● **PROVIDED RECORDS**
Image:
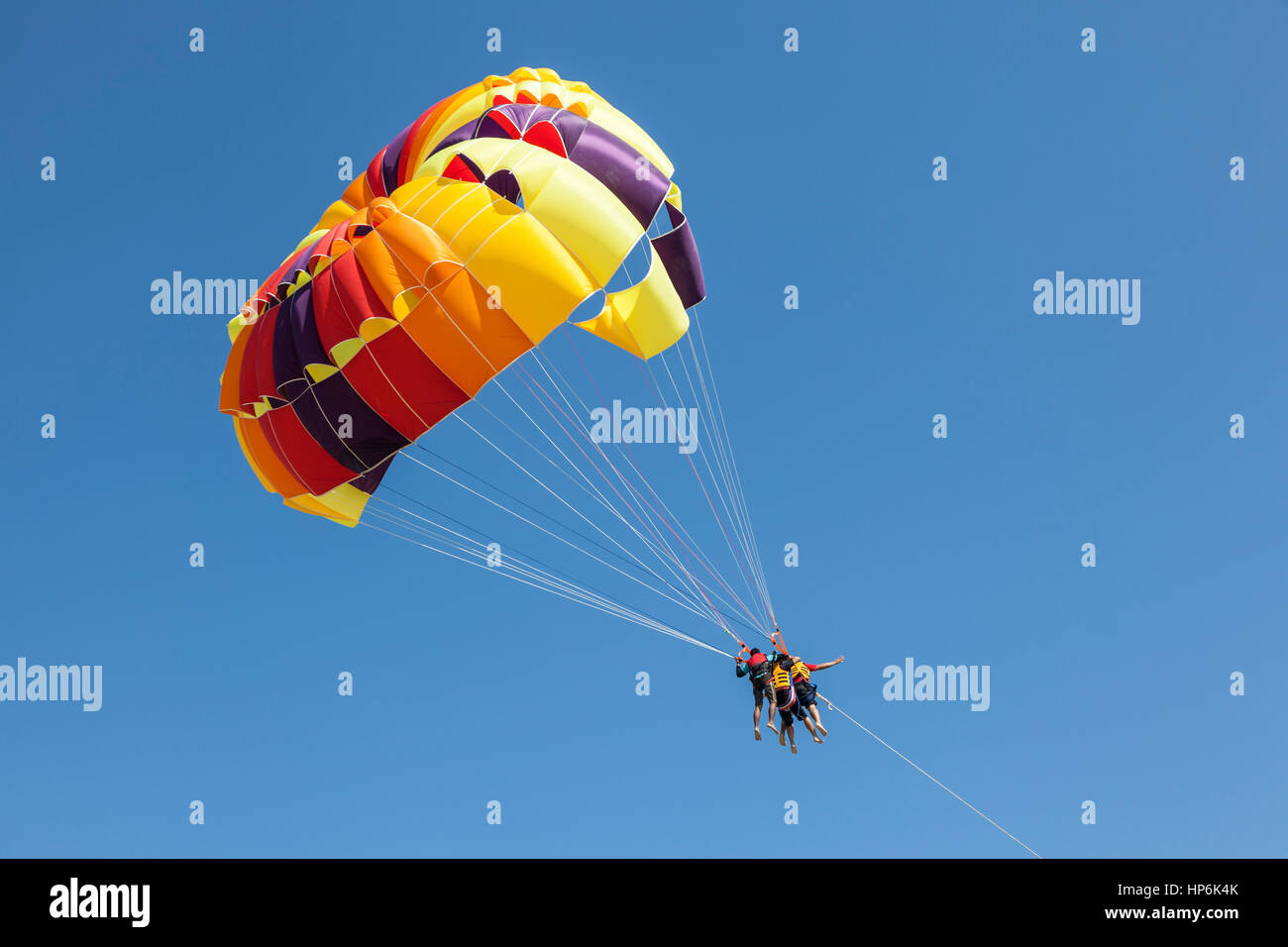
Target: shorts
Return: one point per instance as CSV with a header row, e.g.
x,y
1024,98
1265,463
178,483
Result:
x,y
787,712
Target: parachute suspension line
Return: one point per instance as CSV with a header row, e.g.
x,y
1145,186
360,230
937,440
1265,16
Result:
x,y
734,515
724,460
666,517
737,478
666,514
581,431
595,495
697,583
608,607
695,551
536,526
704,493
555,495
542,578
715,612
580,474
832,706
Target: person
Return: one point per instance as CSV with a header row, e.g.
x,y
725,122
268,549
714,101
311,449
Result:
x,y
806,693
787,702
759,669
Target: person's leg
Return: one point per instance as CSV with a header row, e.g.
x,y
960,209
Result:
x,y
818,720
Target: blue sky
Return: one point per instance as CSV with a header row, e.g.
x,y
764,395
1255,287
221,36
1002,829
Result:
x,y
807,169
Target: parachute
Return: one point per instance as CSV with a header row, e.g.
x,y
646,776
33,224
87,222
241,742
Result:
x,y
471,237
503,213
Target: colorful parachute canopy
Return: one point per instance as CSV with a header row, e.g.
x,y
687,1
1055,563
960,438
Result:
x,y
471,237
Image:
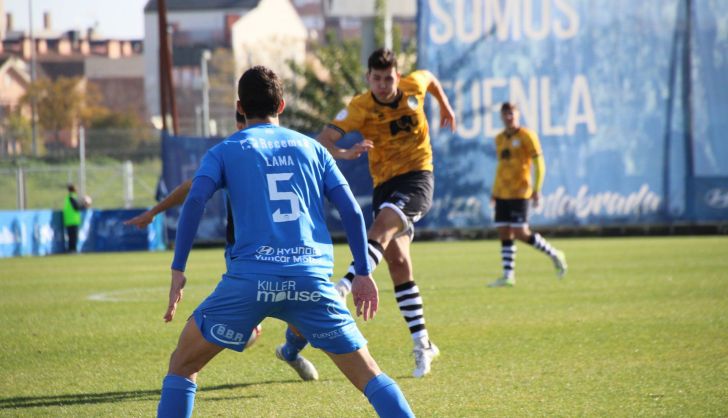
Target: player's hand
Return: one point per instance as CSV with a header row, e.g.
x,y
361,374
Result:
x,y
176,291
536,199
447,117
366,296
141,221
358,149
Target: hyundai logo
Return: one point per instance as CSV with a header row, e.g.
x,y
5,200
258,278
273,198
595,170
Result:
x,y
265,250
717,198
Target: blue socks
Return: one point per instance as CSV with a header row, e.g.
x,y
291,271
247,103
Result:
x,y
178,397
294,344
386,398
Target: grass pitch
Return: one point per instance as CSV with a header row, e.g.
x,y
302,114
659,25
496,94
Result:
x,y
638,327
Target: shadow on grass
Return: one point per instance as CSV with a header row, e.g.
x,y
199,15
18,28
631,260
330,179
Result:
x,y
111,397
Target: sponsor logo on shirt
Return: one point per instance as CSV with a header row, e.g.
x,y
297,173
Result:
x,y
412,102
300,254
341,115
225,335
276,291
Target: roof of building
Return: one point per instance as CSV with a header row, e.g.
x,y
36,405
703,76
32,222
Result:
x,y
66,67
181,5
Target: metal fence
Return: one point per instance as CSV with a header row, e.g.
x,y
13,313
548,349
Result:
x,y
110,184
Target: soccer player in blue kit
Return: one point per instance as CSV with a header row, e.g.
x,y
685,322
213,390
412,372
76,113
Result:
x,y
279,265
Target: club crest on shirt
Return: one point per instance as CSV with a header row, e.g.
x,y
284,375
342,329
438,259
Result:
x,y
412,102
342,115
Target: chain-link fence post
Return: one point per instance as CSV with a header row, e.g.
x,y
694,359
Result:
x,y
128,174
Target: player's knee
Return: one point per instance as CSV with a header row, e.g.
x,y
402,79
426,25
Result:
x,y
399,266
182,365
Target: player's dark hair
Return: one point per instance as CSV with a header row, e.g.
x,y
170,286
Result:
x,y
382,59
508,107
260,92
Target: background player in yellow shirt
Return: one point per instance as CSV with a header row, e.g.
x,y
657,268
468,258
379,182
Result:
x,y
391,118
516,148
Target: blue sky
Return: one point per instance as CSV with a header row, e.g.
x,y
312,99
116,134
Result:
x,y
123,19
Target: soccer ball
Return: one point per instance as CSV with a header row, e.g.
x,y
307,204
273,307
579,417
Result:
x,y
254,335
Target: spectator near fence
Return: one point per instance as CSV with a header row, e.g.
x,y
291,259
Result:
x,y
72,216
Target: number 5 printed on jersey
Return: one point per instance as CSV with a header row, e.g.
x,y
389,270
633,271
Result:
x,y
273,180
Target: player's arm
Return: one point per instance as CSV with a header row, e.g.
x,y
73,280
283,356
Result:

● **EXERCISE OBJECTIVE**
Set down all of the material word for word, but keep each picture out.

● **TASK OUTPUT**
Image:
Target: shorts
Return: one point per instance as CSV with a header row, e.g.
x,y
1024,98
1265,463
178,483
Result:
x,y
787,712
Target: parachute suspension line
Return: one point per instance as CSV with a header row, e.g.
x,y
1145,186
360,230
937,440
1265,16
Result:
x,y
734,515
724,460
666,517
737,478
666,514
581,431
595,495
697,583
608,607
695,551
536,526
704,493
555,495
542,578
715,612
580,474
832,706
Target: person
Return: one point per instance as CSV with a header row, e.g.
x,y
725,122
268,549
714,101
311,449
Result:
x,y
806,693
787,702
759,669
Target: person's leg
Return: one point per instance as CSV with a header row, e.g.
x,y
960,209
Result:
x,y
818,720
Target: blue sky
Return: one point per instance as CSV with a header row, e.g.
x,y
764,395
1255,287
221,36
1002,829
Result:
x,y
807,169
Target: parachute
Return: one point per instance as CSV with a header row, e.g.
x,y
646,776
33,224
87,222
241,742
Result:
x,y
471,237
503,213
Target: colorful parachute canopy
Return: one point per instance as CSV with a header row, e.g.
x,y
687,1
1055,563
960,438
Result:
x,y
471,237
Image:
Target: player's hand
Return: one point per instance as CSV with a header row, e.g.
x,y
361,374
Result:
x,y
176,291
536,199
447,117
366,296
141,221
358,149
Target: hyundai logo
Return: one point per instance as CSV with a header row, e.g.
x,y
5,200
258,278
273,198
595,170
Result:
x,y
265,250
717,198
Target: blue socks
Return: one point per instance as CSV with a header row, e.g.
x,y
291,271
247,103
Result:
x,y
178,397
294,344
386,398
Target: grass pitch
Return: one point per instance as CSV with a header row, e.g.
x,y
302,114
659,25
496,94
Result:
x,y
638,327
Target: shadow on grass
Return: one point per instance as CSV with a header row, e.g.
x,y
199,15
18,28
631,260
330,179
Result:
x,y
111,397
Target: sponsor logo on shirt
Return: one point per instance as CSV with a header row, e.g.
x,y
297,173
Result:
x,y
412,102
300,254
341,115
225,335
276,291
Target: roof of building
Return: one point per instance as CSV with a header row, e.g.
x,y
36,405
703,76
32,222
Result:
x,y
66,67
181,5
Target: metal fence
Return: one point per instance as CSV with a header row, e.g.
x,y
13,313
548,349
Result:
x,y
110,184
Target: soccer player in blue kit
Return: one point per instance as CSV with a header row, e.g.
x,y
685,322
213,390
412,372
76,113
Result:
x,y
279,265
Target: club crest on shirt
Return: one point per instance as CSV with a header row, e.g.
x,y
284,375
342,329
438,259
Result:
x,y
412,102
342,115
Target: chain-link fence post
Return: one point per instance as CSV with a header row, e.g.
x,y
694,359
Result:
x,y
128,174
Target: player's knee
Return: one point per instance as CSV with a header row, e.g.
x,y
402,79
426,25
Result:
x,y
399,266
182,365
Target: player's dark hair
Return: one point per instance as CSV with a header row, e.g.
x,y
170,286
Result:
x,y
382,59
508,107
260,92
Target: background player in yellow shirt
Return: one point per instance as CSV with a header row, e.g.
x,y
657,268
468,258
379,182
Result:
x,y
391,118
516,148
Target: blue sky
Return: one point per instance as CSV with a header row, e.g.
x,y
312,99
116,134
Result:
x,y
123,19
Target: soccer ball
Return: one point per instance as CSV with a header row, e.g.
x,y
307,204
273,307
579,417
Result:
x,y
254,335
Target: spectator near fence
Return: one point per instance as CSV with a header row, e.g.
x,y
291,259
Result:
x,y
72,216
Target: number 5 printed on jersey
Return: one point per instance as CSV with a header row, e.g.
x,y
389,270
633,271
Result:
x,y
273,180
Target: player's arm
Return: one point per instance as CSV with a header row, e.g.
x,y
73,280
283,356
Result:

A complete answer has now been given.